(Free-text object descriptions)
-------
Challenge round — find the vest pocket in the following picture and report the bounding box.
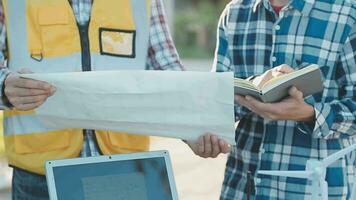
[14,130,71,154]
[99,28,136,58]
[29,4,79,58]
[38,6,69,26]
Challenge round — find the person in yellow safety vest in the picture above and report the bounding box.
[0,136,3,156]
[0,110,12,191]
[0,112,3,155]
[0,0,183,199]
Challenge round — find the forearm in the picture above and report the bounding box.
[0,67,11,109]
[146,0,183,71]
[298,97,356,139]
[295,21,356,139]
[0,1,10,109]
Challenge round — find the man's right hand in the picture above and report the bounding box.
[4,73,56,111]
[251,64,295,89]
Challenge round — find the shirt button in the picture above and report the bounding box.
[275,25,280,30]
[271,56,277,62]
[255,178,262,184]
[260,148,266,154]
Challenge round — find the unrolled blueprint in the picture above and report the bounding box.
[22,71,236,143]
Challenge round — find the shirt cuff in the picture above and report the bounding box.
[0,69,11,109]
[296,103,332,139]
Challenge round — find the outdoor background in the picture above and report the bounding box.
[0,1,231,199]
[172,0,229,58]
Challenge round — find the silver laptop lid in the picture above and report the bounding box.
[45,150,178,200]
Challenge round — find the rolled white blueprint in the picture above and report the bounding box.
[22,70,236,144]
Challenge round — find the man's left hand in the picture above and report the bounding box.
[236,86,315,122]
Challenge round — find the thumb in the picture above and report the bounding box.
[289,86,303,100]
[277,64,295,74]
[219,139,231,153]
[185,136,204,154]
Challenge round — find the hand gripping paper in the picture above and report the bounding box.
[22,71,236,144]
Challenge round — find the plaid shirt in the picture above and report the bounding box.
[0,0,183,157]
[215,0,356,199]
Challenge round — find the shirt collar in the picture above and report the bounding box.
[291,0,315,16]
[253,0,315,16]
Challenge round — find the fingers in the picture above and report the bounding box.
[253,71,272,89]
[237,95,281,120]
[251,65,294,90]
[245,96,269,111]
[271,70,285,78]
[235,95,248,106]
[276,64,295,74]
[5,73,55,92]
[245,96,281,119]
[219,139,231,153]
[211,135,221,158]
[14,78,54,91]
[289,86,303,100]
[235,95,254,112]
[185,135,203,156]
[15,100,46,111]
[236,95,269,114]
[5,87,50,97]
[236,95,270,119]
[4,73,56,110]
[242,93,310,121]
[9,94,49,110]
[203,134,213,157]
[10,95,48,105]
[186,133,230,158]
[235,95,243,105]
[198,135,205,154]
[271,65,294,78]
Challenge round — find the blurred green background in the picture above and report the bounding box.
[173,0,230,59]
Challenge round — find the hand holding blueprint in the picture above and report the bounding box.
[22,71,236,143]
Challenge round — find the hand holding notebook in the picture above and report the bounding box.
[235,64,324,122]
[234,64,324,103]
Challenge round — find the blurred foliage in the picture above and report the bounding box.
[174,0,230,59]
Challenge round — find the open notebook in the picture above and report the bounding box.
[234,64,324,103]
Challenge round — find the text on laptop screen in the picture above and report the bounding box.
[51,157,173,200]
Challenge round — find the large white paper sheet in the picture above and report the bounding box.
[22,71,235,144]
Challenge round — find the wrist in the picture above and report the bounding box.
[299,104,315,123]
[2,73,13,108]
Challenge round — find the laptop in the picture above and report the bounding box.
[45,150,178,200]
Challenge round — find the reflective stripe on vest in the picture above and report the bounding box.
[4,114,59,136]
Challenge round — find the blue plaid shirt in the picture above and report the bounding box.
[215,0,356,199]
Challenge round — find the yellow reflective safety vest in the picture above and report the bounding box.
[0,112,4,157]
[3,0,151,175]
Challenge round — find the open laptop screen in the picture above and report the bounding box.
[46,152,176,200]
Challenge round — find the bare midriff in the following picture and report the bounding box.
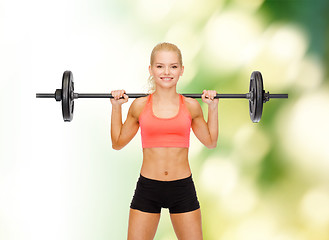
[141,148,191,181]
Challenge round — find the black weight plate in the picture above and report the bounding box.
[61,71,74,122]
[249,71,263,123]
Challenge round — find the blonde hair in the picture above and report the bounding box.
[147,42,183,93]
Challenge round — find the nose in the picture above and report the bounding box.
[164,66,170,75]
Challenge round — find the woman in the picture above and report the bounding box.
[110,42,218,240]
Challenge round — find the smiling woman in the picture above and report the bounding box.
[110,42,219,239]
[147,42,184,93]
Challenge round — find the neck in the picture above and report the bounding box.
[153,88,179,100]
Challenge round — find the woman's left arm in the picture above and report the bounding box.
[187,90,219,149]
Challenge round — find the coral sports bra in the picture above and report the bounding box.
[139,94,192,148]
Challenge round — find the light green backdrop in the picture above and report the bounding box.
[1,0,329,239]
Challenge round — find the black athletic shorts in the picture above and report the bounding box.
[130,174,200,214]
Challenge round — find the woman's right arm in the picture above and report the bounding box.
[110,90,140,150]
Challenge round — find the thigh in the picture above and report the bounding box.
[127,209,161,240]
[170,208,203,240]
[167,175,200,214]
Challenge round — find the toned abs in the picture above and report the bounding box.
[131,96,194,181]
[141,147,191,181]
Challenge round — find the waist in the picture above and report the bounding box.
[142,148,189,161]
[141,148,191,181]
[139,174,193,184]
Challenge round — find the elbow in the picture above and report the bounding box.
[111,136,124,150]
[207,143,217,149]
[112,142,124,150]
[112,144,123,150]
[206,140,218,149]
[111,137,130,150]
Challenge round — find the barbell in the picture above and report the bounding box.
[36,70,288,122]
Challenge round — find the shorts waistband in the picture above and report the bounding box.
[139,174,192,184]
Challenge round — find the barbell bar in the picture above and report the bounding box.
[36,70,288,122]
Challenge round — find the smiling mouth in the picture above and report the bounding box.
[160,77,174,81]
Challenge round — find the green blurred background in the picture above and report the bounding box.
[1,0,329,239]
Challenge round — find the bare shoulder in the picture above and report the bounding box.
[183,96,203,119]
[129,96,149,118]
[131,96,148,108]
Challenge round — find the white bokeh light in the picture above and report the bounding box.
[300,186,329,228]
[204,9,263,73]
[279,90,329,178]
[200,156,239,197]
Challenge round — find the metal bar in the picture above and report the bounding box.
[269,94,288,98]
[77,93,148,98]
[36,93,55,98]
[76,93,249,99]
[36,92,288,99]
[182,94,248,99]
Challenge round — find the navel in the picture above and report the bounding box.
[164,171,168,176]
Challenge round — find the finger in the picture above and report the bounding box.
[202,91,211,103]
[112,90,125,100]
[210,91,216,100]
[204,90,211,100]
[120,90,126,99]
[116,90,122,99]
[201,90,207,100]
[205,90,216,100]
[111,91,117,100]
-------
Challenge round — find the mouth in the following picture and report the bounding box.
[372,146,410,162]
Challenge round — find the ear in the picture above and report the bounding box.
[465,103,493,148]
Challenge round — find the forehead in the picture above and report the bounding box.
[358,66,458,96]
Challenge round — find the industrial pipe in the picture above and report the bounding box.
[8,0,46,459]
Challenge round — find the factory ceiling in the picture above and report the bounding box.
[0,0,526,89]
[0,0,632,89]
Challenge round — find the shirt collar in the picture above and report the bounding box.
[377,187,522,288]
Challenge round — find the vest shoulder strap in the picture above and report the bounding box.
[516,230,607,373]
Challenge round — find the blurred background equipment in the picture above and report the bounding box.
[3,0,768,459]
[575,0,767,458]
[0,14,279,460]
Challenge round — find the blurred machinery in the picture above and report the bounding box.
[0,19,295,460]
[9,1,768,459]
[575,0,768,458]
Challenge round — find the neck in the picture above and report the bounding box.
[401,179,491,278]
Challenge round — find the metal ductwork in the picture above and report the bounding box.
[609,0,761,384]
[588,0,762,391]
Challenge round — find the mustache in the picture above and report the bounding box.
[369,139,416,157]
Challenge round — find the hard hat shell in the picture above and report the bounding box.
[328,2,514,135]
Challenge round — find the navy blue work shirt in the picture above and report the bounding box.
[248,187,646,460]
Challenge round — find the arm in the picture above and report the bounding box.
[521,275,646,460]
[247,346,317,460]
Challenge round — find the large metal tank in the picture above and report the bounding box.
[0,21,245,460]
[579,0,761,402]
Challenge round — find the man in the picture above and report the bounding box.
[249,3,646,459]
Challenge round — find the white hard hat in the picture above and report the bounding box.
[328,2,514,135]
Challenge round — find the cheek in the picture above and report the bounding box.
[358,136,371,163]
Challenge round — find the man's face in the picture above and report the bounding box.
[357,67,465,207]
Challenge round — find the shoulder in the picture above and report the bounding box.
-------
Could you transcribe the entries above word for word, from the line with "Challenge round — find the man's face" down to the line with "Challenge round — find the shoulder", keeping both?

Expected output:
Challenge round — find the man's face in the picture above and report the bounding box.
[357,67,465,207]
Challenge round — find the shoulder in the picture above and report the bounding box.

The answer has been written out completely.